Stored data:
_____
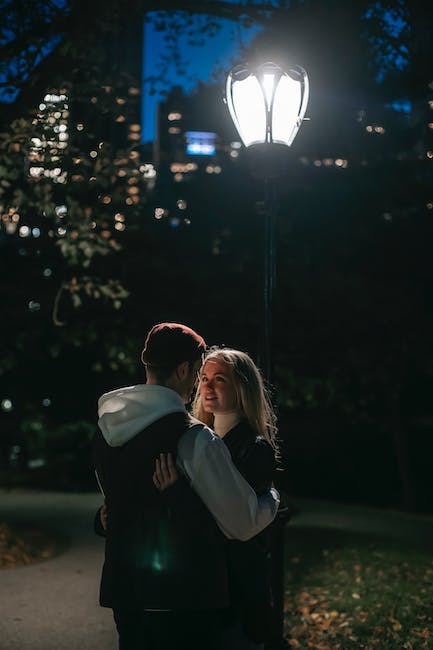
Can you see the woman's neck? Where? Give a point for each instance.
(224, 422)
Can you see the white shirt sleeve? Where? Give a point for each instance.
(238, 511)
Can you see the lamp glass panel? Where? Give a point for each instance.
(249, 110)
(268, 87)
(286, 108)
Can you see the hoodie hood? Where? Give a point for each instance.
(126, 411)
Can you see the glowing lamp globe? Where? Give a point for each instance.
(267, 104)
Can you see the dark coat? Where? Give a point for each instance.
(159, 553)
(249, 562)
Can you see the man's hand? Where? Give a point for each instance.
(165, 472)
(103, 515)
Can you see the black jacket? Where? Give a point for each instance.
(160, 553)
(249, 562)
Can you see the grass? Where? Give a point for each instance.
(348, 591)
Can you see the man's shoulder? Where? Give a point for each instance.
(196, 439)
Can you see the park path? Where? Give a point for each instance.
(53, 605)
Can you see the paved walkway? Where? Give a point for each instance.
(53, 605)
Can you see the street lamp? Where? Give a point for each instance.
(267, 106)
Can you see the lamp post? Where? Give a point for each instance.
(267, 106)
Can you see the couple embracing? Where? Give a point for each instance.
(189, 498)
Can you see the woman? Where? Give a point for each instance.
(233, 401)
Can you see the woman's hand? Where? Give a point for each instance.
(165, 472)
(103, 512)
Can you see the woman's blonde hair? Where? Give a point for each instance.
(253, 399)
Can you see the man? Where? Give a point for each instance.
(165, 574)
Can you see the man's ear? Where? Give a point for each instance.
(182, 370)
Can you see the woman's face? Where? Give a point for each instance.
(218, 394)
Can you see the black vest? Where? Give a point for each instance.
(162, 550)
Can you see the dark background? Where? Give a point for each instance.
(352, 343)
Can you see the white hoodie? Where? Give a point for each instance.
(201, 456)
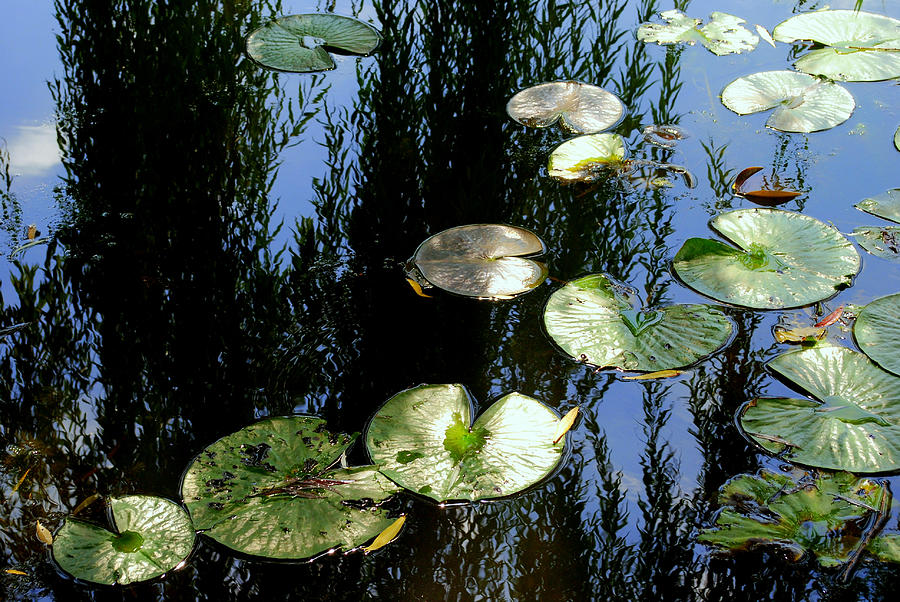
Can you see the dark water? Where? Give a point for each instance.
(227, 245)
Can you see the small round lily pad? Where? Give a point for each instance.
(151, 536)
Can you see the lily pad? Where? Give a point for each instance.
(150, 537)
(854, 425)
(859, 46)
(424, 440)
(877, 331)
(782, 260)
(579, 107)
(487, 261)
(297, 43)
(585, 158)
(802, 102)
(724, 33)
(591, 320)
(269, 490)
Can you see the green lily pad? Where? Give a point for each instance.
(150, 537)
(487, 261)
(854, 425)
(297, 43)
(816, 513)
(579, 107)
(422, 439)
(859, 46)
(802, 102)
(782, 260)
(584, 158)
(885, 205)
(724, 33)
(269, 490)
(592, 321)
(877, 331)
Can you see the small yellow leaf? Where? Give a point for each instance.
(658, 374)
(564, 424)
(386, 536)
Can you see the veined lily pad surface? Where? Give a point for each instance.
(269, 490)
(724, 33)
(859, 46)
(815, 513)
(854, 425)
(591, 320)
(782, 259)
(584, 158)
(482, 260)
(877, 331)
(802, 102)
(151, 536)
(297, 43)
(424, 440)
(579, 107)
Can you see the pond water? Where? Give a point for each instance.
(228, 244)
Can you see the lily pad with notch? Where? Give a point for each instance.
(853, 423)
(593, 320)
(297, 43)
(780, 260)
(271, 490)
(150, 536)
(424, 440)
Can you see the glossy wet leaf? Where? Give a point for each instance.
(593, 322)
(816, 513)
(579, 107)
(859, 46)
(801, 102)
(424, 440)
(269, 490)
(297, 43)
(482, 260)
(854, 424)
(585, 158)
(150, 537)
(780, 259)
(877, 332)
(723, 34)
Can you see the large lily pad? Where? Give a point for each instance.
(297, 43)
(579, 107)
(724, 33)
(424, 440)
(268, 490)
(487, 261)
(854, 425)
(802, 102)
(591, 320)
(859, 46)
(877, 331)
(151, 536)
(782, 260)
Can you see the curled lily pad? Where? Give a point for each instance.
(854, 425)
(782, 260)
(579, 107)
(877, 331)
(150, 537)
(584, 158)
(297, 43)
(724, 33)
(269, 490)
(424, 440)
(591, 320)
(802, 102)
(488, 261)
(859, 46)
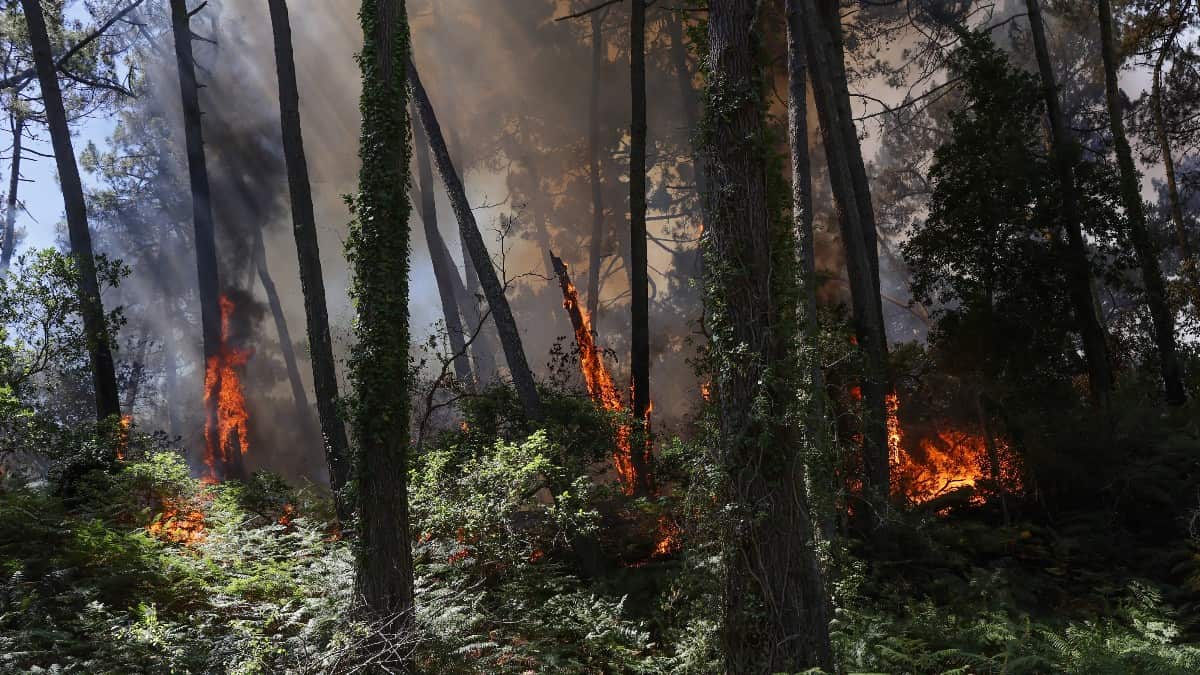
_____
Do this: Can you gather every line from the items above that contains the word "white" and copy each one out in full?

Solution to this problem:
Can you see the white shirt sleeve? Where? Give a point for each instance.
Can you see the white hoodie? Where? Give a point for each instance.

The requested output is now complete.